- DESCRIPTION OF THE TASK -
Here is the task for the records below: repeat exactly the lines from the one with "Query: window pane" to the one with "Where can you spot the window frame", both included, and nothing else.

- Natural-language object grounding data -
————————

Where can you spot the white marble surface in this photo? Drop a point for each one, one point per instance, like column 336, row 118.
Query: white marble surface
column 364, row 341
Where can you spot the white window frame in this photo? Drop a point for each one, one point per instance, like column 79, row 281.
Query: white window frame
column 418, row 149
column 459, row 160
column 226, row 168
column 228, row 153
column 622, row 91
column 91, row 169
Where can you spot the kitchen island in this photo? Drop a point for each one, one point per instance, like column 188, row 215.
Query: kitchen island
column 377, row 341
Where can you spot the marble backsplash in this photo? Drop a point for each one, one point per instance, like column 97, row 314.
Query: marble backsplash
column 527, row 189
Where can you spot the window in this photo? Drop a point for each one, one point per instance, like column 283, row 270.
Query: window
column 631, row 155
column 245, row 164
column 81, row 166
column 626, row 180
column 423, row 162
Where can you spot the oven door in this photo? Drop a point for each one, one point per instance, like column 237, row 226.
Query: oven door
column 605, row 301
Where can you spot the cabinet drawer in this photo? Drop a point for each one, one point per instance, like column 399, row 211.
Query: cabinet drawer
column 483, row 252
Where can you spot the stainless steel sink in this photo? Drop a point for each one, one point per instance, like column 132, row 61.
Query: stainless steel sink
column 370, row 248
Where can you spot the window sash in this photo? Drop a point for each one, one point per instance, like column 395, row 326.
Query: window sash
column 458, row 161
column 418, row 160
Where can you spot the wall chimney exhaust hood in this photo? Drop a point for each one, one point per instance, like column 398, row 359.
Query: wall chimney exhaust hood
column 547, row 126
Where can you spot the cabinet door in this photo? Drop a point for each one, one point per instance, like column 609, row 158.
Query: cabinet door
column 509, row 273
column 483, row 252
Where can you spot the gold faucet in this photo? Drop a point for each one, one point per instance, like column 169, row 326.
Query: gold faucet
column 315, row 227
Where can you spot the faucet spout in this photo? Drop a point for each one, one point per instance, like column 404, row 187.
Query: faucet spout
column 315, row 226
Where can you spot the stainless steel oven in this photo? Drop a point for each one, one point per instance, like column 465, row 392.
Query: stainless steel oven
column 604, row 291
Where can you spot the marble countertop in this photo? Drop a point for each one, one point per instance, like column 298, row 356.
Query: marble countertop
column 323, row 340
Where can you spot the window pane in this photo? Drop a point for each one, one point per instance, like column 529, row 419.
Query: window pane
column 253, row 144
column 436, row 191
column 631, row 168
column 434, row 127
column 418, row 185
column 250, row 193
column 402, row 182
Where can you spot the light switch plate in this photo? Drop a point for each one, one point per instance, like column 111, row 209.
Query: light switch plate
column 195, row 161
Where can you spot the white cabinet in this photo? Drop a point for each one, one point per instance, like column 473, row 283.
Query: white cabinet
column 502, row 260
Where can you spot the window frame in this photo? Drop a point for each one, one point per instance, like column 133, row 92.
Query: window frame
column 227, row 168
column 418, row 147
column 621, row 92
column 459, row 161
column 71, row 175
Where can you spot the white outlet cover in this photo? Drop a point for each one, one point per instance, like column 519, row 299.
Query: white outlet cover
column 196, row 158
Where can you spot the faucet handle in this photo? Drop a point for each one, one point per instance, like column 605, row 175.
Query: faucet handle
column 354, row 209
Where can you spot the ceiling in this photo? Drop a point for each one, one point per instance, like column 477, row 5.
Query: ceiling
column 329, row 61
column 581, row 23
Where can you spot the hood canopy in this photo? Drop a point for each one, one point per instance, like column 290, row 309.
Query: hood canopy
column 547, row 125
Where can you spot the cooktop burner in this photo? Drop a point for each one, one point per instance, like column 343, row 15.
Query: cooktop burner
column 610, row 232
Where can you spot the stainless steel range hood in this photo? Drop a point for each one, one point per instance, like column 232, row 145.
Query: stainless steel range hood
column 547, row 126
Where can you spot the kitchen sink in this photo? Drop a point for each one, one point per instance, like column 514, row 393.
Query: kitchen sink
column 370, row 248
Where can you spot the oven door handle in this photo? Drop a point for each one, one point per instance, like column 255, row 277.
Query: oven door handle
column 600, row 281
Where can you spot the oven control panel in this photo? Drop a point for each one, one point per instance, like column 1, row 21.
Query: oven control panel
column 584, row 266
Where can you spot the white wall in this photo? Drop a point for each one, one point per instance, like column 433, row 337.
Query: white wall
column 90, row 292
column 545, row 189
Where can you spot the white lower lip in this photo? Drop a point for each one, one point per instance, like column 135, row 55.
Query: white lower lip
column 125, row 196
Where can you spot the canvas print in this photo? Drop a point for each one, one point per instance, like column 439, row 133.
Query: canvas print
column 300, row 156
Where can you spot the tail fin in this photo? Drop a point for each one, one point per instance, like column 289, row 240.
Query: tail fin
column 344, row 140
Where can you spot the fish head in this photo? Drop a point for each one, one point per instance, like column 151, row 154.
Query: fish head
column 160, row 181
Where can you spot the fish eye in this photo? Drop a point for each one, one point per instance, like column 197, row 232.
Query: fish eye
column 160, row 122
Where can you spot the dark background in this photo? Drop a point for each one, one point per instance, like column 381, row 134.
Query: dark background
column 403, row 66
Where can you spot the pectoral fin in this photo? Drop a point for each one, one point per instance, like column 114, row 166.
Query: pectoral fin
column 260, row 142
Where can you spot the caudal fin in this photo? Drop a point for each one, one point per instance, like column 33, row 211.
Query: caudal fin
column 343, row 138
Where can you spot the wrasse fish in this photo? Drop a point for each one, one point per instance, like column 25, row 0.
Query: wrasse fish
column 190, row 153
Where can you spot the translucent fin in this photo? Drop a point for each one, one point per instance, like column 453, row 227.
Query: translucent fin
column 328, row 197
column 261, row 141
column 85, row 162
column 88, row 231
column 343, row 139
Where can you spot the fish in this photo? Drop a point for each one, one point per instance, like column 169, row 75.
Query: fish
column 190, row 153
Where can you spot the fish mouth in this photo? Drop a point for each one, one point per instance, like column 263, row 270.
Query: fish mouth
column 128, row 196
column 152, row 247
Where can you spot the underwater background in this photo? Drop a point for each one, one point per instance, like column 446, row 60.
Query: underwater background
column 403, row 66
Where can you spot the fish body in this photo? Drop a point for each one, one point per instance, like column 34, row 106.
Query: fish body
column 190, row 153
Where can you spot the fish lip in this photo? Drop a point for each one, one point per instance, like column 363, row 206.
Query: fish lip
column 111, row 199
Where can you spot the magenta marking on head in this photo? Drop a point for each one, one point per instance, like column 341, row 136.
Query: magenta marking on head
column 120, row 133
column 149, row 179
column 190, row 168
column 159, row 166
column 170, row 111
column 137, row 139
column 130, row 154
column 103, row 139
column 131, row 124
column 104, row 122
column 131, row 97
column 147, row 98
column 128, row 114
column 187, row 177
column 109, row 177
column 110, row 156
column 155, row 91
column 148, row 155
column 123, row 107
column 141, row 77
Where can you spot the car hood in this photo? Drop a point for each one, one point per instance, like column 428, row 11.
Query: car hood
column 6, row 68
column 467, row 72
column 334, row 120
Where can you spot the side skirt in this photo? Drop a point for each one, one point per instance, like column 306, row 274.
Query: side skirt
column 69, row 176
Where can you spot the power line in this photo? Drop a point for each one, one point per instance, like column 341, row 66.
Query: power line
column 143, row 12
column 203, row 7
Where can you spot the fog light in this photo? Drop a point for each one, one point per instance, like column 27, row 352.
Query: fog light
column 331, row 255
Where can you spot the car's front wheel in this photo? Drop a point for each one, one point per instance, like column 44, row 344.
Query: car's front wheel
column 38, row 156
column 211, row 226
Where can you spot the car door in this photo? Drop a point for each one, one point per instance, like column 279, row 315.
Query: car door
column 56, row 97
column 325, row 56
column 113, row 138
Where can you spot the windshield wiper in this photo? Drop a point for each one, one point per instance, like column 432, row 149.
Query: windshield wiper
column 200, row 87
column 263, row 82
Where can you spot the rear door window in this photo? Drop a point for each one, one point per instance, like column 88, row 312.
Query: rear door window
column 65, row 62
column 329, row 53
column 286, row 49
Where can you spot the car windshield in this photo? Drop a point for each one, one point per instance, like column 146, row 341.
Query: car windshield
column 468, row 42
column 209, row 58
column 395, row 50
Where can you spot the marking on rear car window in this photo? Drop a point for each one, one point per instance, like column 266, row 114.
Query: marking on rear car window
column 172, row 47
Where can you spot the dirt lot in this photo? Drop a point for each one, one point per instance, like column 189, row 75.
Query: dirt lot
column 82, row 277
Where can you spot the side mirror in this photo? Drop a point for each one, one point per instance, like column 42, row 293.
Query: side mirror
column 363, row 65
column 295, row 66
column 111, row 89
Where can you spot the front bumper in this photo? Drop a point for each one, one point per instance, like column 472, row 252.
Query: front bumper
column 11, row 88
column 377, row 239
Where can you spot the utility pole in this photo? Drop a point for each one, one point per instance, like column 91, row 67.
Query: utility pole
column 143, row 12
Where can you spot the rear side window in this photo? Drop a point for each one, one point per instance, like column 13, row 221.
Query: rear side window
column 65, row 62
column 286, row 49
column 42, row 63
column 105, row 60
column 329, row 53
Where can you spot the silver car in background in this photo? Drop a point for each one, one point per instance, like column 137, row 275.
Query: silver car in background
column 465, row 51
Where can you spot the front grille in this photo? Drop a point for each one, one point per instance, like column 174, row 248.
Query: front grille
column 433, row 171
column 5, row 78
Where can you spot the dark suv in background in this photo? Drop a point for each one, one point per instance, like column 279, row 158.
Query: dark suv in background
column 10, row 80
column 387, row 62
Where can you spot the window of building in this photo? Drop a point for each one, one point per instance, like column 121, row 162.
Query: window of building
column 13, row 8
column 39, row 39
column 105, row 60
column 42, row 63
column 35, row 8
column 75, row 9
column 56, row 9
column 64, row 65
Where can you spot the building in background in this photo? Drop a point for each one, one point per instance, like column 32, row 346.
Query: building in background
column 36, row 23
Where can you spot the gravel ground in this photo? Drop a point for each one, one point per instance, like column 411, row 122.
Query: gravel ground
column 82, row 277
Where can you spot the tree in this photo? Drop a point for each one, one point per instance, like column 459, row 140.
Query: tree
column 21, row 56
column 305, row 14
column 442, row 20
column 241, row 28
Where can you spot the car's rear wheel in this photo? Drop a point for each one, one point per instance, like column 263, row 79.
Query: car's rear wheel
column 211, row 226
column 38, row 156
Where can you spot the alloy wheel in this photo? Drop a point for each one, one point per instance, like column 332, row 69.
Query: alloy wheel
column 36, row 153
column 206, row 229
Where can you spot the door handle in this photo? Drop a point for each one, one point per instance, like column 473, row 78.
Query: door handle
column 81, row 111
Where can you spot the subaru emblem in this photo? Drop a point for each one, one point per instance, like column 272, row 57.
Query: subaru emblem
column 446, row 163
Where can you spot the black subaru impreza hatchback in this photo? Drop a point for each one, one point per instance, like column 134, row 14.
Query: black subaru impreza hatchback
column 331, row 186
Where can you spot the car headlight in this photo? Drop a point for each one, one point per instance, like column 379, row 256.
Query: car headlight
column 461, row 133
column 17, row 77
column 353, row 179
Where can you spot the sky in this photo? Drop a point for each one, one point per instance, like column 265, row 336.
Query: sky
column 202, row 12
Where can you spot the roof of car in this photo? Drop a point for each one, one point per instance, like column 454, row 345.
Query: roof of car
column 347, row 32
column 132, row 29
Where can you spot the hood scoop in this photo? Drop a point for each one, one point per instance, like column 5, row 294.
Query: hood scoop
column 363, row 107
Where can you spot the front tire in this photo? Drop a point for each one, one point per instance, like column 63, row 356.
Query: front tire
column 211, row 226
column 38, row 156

————————

- ANSWER BOX -
Query: window pane
column 253, row 144
column 436, row 191
column 631, row 168
column 434, row 127
column 418, row 185
column 250, row 193
column 402, row 182
Where can you spot the light switch plate in this photo? Drop a point for each one, one point per instance, like column 111, row 209.
Query: light switch plate
column 195, row 161
Where can you spot the white cabinet in this photo? Drop a point for each one, one point per instance, like column 473, row 283.
Query: white cabinet
column 502, row 260
Where can you spot the window frame in this photo? Drop a point for each one, one point per instance, like column 133, row 92.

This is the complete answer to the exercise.